# What you have to do
Locate every line in the rows below that contains the word "trunk", and copy each of those lines.

# Exercise materials
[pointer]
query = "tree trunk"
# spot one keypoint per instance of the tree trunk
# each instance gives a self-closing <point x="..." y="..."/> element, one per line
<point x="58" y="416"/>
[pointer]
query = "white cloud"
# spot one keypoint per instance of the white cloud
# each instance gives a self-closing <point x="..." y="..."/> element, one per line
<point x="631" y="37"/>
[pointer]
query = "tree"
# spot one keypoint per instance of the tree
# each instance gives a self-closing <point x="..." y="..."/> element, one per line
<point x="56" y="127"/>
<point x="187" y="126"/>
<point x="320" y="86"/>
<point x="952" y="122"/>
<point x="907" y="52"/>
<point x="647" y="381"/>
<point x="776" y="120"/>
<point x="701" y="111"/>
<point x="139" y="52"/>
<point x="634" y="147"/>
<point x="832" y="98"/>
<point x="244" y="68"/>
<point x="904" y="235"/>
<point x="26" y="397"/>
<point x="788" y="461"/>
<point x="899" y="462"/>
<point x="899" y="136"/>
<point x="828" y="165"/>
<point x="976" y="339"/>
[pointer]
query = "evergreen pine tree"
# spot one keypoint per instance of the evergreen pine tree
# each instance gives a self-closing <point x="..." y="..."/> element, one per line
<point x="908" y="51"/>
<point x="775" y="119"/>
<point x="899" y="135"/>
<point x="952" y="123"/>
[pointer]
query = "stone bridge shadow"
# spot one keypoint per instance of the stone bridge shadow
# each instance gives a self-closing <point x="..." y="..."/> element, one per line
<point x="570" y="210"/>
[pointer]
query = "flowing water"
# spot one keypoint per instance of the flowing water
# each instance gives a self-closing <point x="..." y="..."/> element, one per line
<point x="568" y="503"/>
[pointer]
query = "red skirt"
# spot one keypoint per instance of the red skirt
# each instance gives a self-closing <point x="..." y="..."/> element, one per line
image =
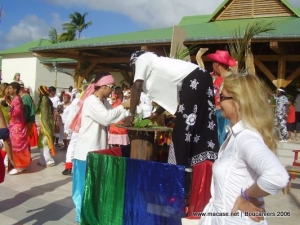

# Final answer
query = "tree trunk"
# spot one keypoint per instance of the tree trunk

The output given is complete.